**WRITTEN EXERCISE**. From the line containing "of the grass" through the last line of the entries below, repeat each line word for word and leave out the rest.

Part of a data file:

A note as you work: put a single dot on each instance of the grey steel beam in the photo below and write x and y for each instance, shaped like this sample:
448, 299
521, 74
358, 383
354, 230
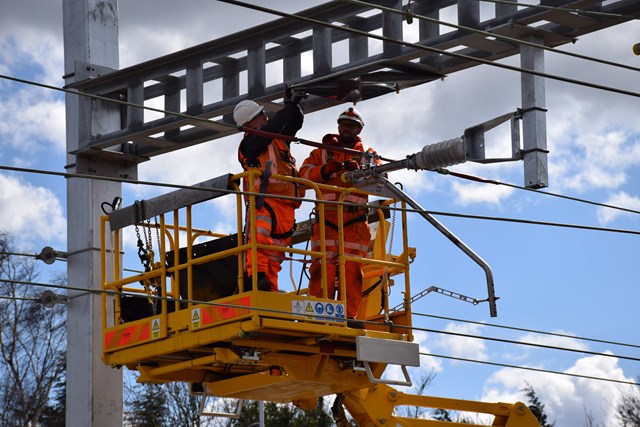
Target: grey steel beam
286, 39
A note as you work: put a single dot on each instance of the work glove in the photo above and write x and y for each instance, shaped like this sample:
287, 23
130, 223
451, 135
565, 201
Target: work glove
332, 166
331, 139
294, 96
351, 165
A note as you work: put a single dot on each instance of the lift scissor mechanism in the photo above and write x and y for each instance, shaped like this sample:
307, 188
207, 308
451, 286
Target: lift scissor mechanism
202, 323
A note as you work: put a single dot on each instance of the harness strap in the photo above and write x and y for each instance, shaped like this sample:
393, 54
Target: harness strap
264, 182
274, 225
352, 221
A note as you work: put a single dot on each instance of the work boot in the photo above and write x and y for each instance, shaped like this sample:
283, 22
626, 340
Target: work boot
263, 282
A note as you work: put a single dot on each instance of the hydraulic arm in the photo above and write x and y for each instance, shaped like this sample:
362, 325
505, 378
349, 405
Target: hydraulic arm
378, 406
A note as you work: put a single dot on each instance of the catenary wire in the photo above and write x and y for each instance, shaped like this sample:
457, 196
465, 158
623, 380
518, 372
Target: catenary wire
546, 371
34, 299
445, 171
432, 49
495, 35
514, 328
19, 254
75, 92
530, 344
441, 170
110, 292
564, 9
408, 210
244, 307
93, 291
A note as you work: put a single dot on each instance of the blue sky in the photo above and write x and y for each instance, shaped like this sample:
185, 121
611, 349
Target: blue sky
562, 280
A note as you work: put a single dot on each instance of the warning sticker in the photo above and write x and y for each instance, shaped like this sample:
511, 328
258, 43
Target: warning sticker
195, 318
155, 328
328, 311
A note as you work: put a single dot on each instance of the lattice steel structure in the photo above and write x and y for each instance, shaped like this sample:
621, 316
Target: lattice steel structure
217, 70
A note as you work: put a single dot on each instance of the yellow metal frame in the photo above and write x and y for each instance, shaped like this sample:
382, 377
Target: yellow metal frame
181, 344
270, 345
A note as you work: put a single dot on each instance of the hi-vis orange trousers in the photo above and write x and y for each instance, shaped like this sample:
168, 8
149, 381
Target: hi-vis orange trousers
356, 243
275, 217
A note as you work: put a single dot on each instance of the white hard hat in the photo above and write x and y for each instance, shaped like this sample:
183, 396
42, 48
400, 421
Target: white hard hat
353, 115
245, 111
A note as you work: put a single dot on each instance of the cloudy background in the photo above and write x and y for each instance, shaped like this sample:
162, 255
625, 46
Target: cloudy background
553, 279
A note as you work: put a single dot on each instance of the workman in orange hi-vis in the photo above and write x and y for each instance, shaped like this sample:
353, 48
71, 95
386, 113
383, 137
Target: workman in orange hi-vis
327, 166
275, 221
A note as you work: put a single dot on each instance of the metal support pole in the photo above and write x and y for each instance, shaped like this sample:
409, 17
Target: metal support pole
534, 124
94, 391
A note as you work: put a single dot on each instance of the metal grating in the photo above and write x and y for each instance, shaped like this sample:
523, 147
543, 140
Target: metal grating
245, 55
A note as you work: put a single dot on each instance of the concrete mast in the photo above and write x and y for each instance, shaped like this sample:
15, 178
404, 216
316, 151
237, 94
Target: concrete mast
94, 391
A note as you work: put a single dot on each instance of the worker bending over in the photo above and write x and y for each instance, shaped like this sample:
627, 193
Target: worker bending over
274, 217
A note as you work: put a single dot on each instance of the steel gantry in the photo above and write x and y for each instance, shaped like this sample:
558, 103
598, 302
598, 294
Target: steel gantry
235, 67
324, 50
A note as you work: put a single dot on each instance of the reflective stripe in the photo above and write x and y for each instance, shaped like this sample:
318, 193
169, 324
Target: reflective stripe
262, 230
279, 165
356, 246
350, 197
304, 170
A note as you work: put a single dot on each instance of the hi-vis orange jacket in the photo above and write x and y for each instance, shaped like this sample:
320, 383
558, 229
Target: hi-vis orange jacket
275, 159
312, 167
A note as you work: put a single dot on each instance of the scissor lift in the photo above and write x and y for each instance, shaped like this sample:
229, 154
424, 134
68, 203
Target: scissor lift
193, 317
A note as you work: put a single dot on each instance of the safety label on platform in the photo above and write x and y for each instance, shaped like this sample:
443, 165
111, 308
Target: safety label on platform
155, 328
195, 318
329, 311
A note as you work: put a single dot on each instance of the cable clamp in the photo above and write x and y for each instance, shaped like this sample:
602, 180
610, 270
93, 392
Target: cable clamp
521, 111
534, 150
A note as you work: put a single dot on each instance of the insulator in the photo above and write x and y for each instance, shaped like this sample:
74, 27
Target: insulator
440, 154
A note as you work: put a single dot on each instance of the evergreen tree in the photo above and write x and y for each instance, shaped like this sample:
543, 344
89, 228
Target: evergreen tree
148, 408
53, 415
536, 406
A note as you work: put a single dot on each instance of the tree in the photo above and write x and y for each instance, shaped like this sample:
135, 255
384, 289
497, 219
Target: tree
148, 409
628, 410
53, 415
536, 406
32, 339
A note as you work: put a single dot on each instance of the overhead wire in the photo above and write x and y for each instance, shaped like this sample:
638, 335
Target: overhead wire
431, 49
529, 344
249, 307
494, 35
302, 199
186, 116
528, 368
597, 14
427, 354
276, 311
445, 171
513, 328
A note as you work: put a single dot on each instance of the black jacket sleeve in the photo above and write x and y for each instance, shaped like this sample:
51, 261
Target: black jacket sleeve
287, 121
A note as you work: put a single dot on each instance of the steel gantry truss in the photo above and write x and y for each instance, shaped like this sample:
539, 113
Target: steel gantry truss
219, 69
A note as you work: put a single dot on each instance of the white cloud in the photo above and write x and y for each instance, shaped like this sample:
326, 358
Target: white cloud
565, 398
31, 214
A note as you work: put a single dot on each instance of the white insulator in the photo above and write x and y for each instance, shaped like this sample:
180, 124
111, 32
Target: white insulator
441, 154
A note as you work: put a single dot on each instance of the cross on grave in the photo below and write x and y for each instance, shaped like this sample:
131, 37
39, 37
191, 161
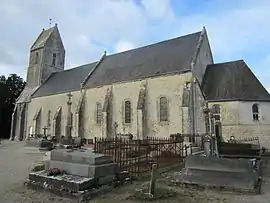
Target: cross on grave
45, 130
69, 98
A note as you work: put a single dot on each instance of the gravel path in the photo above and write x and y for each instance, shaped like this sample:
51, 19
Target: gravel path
16, 161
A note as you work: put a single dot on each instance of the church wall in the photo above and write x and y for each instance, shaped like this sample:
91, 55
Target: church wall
92, 96
172, 88
168, 86
204, 58
245, 113
51, 103
33, 72
199, 105
123, 92
237, 120
53, 45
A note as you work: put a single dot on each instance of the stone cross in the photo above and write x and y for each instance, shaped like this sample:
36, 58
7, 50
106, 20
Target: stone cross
45, 130
152, 186
68, 126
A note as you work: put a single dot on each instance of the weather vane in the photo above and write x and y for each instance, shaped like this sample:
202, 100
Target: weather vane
50, 22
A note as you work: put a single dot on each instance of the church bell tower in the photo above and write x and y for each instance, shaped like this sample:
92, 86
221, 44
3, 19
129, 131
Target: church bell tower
47, 55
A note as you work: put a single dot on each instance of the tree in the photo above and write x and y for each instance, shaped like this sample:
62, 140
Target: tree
10, 90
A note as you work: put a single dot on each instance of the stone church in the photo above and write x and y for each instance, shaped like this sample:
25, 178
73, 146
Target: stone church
155, 90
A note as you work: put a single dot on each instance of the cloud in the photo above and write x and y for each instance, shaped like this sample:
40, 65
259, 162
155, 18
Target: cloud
158, 9
123, 46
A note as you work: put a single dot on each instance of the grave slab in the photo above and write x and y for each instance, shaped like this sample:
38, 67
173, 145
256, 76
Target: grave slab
80, 156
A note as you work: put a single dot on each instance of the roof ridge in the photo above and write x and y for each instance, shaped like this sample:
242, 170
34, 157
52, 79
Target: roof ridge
156, 43
226, 62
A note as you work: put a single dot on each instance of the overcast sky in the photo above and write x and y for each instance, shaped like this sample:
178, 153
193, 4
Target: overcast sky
237, 29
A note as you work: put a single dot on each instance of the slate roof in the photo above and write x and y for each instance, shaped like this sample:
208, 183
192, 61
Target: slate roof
42, 38
64, 81
171, 56
25, 96
233, 81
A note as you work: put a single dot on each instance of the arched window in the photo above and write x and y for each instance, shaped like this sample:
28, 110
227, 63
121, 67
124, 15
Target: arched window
49, 119
54, 59
255, 112
127, 109
216, 112
163, 109
98, 113
36, 58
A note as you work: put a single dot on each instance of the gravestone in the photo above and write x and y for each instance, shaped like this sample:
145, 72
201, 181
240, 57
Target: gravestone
80, 172
66, 142
45, 145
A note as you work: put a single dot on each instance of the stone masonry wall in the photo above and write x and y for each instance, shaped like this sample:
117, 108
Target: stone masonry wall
236, 119
168, 86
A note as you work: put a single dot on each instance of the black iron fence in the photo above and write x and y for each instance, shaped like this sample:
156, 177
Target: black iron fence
137, 156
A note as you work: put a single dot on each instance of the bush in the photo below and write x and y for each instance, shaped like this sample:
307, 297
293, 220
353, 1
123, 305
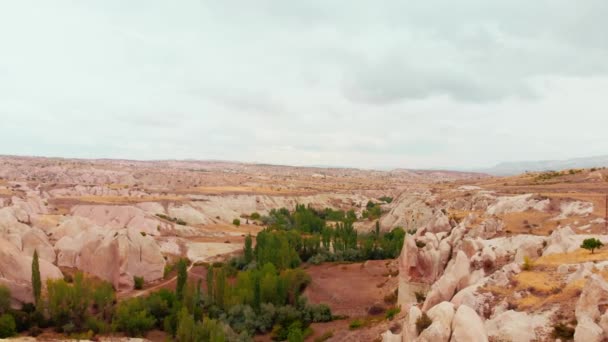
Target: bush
528, 264
420, 296
423, 322
592, 244
356, 324
5, 299
563, 331
133, 318
8, 327
138, 282
326, 336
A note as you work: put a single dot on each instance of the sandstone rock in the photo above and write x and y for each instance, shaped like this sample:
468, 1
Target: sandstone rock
113, 255
388, 336
519, 203
441, 328
513, 326
594, 293
587, 331
409, 332
467, 326
16, 271
454, 278
561, 241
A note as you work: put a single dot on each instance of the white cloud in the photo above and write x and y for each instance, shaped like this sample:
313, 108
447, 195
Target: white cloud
428, 84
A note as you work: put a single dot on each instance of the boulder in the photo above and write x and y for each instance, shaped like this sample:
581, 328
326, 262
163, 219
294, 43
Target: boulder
587, 331
467, 326
409, 332
514, 326
388, 336
562, 240
16, 271
441, 328
454, 278
594, 294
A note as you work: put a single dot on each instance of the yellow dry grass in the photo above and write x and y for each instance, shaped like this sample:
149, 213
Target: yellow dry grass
122, 199
115, 186
243, 190
578, 256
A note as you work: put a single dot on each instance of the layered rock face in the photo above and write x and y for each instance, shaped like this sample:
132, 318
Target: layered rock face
16, 271
115, 255
454, 273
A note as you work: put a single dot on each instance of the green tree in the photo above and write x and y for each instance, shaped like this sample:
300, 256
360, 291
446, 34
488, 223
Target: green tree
8, 327
5, 299
210, 282
248, 250
36, 282
186, 327
591, 244
182, 278
133, 318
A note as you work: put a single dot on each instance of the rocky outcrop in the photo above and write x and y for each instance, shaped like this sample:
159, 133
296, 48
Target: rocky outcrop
441, 328
454, 279
16, 271
467, 326
515, 326
115, 255
561, 241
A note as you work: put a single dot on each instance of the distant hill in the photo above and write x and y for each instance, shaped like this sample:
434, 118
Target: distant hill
512, 168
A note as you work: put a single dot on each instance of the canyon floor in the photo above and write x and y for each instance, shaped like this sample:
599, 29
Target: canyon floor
489, 258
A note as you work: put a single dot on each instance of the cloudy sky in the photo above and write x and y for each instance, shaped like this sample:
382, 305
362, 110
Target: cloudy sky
373, 84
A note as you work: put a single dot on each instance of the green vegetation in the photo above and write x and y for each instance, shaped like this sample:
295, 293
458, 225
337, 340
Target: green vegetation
254, 216
386, 199
36, 282
317, 236
563, 331
173, 219
138, 282
528, 264
592, 244
8, 327
355, 324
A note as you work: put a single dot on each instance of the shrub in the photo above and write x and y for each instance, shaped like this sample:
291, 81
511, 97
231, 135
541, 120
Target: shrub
138, 282
592, 244
326, 336
8, 327
5, 299
356, 324
133, 318
563, 331
420, 296
423, 322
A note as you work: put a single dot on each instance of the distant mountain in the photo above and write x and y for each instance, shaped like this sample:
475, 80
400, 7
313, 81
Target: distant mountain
513, 168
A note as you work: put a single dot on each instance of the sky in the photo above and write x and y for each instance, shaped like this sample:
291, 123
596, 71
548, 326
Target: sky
371, 84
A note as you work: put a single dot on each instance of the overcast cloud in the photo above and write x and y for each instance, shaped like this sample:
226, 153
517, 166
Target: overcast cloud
373, 84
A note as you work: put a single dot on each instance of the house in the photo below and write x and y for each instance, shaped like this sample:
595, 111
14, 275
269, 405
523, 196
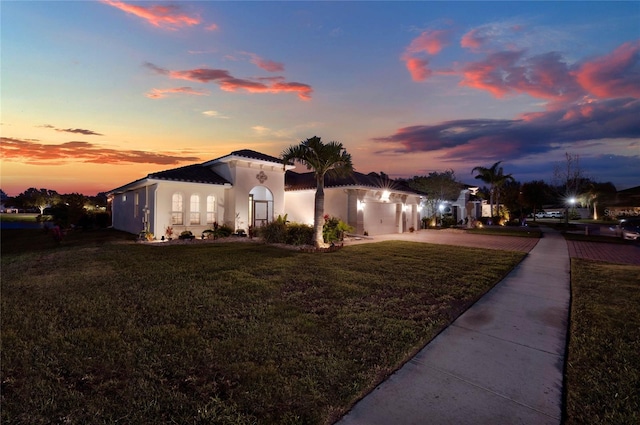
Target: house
626, 204
248, 188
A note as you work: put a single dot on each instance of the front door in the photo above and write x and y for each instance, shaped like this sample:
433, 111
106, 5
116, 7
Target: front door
261, 213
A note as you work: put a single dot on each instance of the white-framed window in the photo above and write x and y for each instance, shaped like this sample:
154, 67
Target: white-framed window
177, 209
211, 209
194, 211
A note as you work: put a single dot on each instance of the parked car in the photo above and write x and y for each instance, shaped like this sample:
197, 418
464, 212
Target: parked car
549, 214
628, 228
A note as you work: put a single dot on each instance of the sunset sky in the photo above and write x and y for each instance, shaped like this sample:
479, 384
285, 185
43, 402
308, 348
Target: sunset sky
95, 94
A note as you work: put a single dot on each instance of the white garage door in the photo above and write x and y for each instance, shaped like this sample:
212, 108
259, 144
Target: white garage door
380, 218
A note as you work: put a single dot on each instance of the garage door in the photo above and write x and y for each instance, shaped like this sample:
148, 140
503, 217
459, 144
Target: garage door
380, 218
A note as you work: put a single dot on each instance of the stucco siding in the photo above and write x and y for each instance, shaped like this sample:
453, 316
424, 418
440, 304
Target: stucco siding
163, 206
380, 218
299, 206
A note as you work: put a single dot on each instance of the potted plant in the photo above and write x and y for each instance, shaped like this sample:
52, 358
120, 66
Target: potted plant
186, 234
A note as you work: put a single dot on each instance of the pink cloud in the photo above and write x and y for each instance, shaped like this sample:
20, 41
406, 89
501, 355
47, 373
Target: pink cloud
418, 68
267, 65
544, 76
51, 154
229, 83
428, 42
202, 75
161, 16
614, 75
160, 93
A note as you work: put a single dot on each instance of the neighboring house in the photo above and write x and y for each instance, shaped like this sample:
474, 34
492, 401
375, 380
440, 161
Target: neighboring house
626, 204
248, 188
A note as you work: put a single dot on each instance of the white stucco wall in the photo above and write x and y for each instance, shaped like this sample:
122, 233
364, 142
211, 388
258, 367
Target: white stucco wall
245, 175
376, 217
163, 206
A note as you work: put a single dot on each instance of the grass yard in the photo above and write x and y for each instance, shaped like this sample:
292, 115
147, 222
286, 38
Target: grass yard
233, 333
603, 362
525, 232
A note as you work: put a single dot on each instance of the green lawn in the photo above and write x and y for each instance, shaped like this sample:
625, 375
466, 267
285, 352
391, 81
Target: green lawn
102, 330
603, 362
234, 333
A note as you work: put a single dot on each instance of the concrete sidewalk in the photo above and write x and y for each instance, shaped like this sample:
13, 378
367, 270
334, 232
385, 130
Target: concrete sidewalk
501, 362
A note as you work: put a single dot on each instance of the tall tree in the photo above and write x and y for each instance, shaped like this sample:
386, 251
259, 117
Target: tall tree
500, 181
535, 194
569, 180
595, 193
324, 159
494, 176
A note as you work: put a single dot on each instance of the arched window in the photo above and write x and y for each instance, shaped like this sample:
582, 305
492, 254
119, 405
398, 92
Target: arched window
177, 209
194, 210
211, 209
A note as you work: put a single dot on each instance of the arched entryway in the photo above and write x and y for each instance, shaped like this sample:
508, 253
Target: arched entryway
260, 206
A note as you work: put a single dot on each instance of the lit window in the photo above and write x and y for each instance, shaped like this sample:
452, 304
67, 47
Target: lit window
211, 209
194, 214
176, 209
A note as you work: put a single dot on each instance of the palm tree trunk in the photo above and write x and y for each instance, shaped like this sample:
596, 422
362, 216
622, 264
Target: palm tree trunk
318, 213
491, 203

**PROBLEM SOLUTION**.
A note as you work: put a single dot on each instance of the grass yard in the photo above and write x and y for each instance, shaped like this sample:
292, 115
147, 222
286, 38
Target: grass yard
233, 333
603, 362
525, 232
A note as you work: put a single dot on each instance of the green lawn in the photo above and write x and y for each instance, shaped like this sample:
625, 375
466, 267
285, 352
391, 81
Target: green lawn
102, 330
603, 362
234, 333
A note as you work: put a single dot on each instance of the concrete sidewalk in the photo above and write x and y for each instance, shaped like this sample:
13, 378
367, 270
334, 232
385, 130
Target: concrete sidewalk
501, 362
A note as you work: put a single dot on each instance of the tall tree in the photo above and write x and y for each instance, shaped like this sample:
386, 251
259, 117
Target: tall tree
500, 181
535, 194
569, 180
595, 193
324, 159
494, 176
A note as you work: put a single dot on each instance of the arched window in the photo above and write x and y for each instance, shaped like this sample:
582, 305
492, 254
119, 405
398, 92
Target: arched window
177, 209
194, 210
211, 209
A note as you work: put a single dot on each instance of the arched entryway in the photo above and write x and y for each instance, shaped like this sample:
508, 253
Target: arched entryway
260, 206
A note as you work: put a single dot on each instance of the lit window in the photo above and write x and y for each instance, shaped like this sample:
452, 304
67, 47
Target: lit window
211, 209
194, 214
176, 209
A note as you work: put a single dot on each instance of the palm tree trunk in the photo above and write x and y for each instance, shaped like this sample:
596, 422
362, 216
622, 264
Target: palm tree trunk
318, 213
491, 203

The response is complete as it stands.